The opening paragraph: A cool night in late September, a Wednesday, and clear - the moon pocked with grey shadows, and a scattering of stars too bright to be masked by the lights scattered below; the chilled breath of a faint wind that gusted now and then, carrying echoes of nightsounds born in the trees, pushing dead leaves in the gutters, rolling acorns in the eaves, snapping hands and faces with a grim promise of winter.
The second paragraph: A cool night in late September, a Wednesday, and dark.
An astute reader might pick up on the fact that the first two paragraphs in this novel have subjects but no predicates. Also, that despite the disparity in size, both of the paragraphs are single sentences.
This is not the way you are supposed to construct a novel. If you're a writer who truly understands his craft, though, you may know when to break convention; you may understand that the true purpose of writing is communication, and while communication is most often effective when following widely understood conventions, sometimes, just sometimes, the opposite is true.
Mr. Grant's love of poetry, especially that of e.e. cummings, has been documented elsewhere. That same love of poetry shines in his writing, and allows him to evoke mood as well as any other horror writer, and far better than all but the best of them. The main drawback to his writing style is that it does not work well with the clinical violence inherent in many other novels.

Activity — Reproduce the part of the review that starts at the words "The opening paragraph: A" and stops after "are single sentences.". The records have no connection to the review.

Pointing data grounded in images —
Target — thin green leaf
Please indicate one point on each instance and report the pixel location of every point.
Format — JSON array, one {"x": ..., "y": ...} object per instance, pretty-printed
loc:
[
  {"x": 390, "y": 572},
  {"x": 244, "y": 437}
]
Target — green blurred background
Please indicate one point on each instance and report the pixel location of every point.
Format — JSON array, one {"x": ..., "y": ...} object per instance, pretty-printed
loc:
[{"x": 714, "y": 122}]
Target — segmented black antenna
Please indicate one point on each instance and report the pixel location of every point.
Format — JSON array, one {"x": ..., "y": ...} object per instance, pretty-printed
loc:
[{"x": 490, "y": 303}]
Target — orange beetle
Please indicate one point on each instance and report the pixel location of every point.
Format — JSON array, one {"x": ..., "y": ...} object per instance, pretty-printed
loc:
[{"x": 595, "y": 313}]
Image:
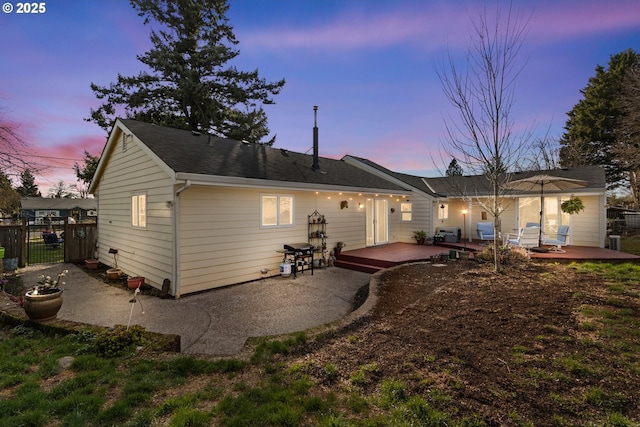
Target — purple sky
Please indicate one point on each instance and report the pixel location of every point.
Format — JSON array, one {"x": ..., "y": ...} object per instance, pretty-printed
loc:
[{"x": 370, "y": 66}]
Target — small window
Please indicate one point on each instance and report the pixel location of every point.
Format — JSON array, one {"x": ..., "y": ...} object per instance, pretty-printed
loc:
[
  {"x": 139, "y": 210},
  {"x": 443, "y": 211},
  {"x": 406, "y": 211},
  {"x": 276, "y": 211}
]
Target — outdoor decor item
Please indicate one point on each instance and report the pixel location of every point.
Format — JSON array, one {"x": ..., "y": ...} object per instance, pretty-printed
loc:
[
  {"x": 540, "y": 182},
  {"x": 135, "y": 282},
  {"x": 43, "y": 302}
]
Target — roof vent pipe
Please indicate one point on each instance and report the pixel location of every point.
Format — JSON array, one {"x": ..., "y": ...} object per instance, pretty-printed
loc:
[{"x": 316, "y": 164}]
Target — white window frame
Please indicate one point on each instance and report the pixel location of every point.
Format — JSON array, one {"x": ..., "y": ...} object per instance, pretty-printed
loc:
[
  {"x": 406, "y": 211},
  {"x": 280, "y": 200},
  {"x": 443, "y": 213},
  {"x": 139, "y": 210}
]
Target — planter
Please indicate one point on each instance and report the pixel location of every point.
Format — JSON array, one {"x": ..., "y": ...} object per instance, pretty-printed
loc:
[
  {"x": 44, "y": 305},
  {"x": 135, "y": 282},
  {"x": 92, "y": 264},
  {"x": 114, "y": 274}
]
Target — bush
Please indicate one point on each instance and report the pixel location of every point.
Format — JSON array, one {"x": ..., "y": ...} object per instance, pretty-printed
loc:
[
  {"x": 506, "y": 255},
  {"x": 118, "y": 340}
]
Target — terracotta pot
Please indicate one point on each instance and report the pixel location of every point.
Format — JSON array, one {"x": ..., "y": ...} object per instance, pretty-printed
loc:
[
  {"x": 114, "y": 274},
  {"x": 44, "y": 305},
  {"x": 135, "y": 282}
]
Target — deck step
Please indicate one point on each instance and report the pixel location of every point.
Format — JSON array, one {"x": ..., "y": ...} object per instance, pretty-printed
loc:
[
  {"x": 365, "y": 268},
  {"x": 381, "y": 264}
]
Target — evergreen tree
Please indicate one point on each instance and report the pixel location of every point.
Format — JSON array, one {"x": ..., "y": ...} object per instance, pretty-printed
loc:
[
  {"x": 590, "y": 132},
  {"x": 28, "y": 187},
  {"x": 85, "y": 173},
  {"x": 454, "y": 168},
  {"x": 188, "y": 85},
  {"x": 9, "y": 198},
  {"x": 627, "y": 128}
]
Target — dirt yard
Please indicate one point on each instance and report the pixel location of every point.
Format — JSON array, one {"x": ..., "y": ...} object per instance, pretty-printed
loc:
[{"x": 509, "y": 347}]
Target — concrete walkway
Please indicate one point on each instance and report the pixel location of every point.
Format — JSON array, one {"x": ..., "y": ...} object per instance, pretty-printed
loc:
[{"x": 216, "y": 322}]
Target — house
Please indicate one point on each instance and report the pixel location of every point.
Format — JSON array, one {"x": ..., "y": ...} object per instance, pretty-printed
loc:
[
  {"x": 206, "y": 212},
  {"x": 40, "y": 208},
  {"x": 460, "y": 202}
]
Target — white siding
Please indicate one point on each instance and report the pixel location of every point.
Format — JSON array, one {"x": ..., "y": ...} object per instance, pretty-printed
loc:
[
  {"x": 586, "y": 228},
  {"x": 221, "y": 242},
  {"x": 144, "y": 252}
]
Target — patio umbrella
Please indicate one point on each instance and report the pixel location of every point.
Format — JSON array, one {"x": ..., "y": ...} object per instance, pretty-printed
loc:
[{"x": 542, "y": 182}]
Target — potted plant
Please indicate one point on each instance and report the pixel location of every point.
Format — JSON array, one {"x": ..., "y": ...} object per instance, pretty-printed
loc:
[
  {"x": 135, "y": 282},
  {"x": 420, "y": 236},
  {"x": 573, "y": 205},
  {"x": 43, "y": 302}
]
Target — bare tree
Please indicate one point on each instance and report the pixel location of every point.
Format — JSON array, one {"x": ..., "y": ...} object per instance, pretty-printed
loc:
[
  {"x": 482, "y": 91},
  {"x": 14, "y": 152}
]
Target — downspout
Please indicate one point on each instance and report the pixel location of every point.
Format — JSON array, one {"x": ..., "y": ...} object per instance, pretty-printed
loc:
[{"x": 176, "y": 238}]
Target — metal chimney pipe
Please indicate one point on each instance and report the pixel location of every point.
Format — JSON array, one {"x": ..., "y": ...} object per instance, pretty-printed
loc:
[{"x": 316, "y": 162}]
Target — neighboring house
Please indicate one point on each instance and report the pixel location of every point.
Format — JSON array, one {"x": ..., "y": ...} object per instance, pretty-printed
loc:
[
  {"x": 40, "y": 208},
  {"x": 206, "y": 212}
]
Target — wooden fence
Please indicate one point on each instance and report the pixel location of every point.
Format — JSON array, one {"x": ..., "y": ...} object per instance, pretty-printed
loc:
[{"x": 79, "y": 240}]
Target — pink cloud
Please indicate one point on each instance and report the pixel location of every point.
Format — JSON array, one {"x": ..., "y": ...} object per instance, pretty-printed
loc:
[{"x": 431, "y": 26}]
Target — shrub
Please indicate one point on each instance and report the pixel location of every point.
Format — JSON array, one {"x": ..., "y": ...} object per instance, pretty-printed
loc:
[{"x": 118, "y": 340}]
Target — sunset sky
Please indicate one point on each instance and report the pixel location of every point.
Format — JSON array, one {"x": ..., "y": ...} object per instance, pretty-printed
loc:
[{"x": 370, "y": 66}]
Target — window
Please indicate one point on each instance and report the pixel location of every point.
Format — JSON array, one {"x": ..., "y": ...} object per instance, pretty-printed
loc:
[
  {"x": 406, "y": 212},
  {"x": 443, "y": 211},
  {"x": 139, "y": 210},
  {"x": 276, "y": 211}
]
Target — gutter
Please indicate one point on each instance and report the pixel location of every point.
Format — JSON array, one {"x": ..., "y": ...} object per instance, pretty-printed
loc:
[{"x": 176, "y": 238}]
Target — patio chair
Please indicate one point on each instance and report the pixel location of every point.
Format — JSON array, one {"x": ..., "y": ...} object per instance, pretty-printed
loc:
[
  {"x": 527, "y": 238},
  {"x": 485, "y": 231},
  {"x": 560, "y": 240}
]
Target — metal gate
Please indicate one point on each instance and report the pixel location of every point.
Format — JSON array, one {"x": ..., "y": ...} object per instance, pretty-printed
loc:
[
  {"x": 45, "y": 240},
  {"x": 56, "y": 240}
]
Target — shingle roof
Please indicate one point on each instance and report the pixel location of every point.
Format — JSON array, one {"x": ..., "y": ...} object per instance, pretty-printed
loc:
[
  {"x": 186, "y": 152},
  {"x": 479, "y": 185},
  {"x": 412, "y": 180}
]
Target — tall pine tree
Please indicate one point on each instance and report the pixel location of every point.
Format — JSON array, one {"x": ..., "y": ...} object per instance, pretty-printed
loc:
[
  {"x": 188, "y": 84},
  {"x": 590, "y": 132},
  {"x": 28, "y": 186}
]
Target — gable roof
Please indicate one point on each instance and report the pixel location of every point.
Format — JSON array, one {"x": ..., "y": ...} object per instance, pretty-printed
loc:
[
  {"x": 414, "y": 181},
  {"x": 479, "y": 185},
  {"x": 208, "y": 157}
]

Reply —
The opening paragraph: A cool night in late September, a Wednesday, and clear - the moon pocked with grey shadows, and a scattering of stars too bright to be masked by the lights scattered below; the chilled breath of a faint wind that gusted now and then, carrying echoes of nightsounds born in the trees, pushing dead leaves in the gutters, rolling acorns in the eaves, snapping hands and faces with a grim promise of winter.
The second paragraph: A cool night in late September, a Wednesday, and dark.
An astute reader might pick up on the fact that the first two paragraphs in this novel have subjects but no predicates. Also, that despite the disparity in size, both of the paragraphs are single sentences.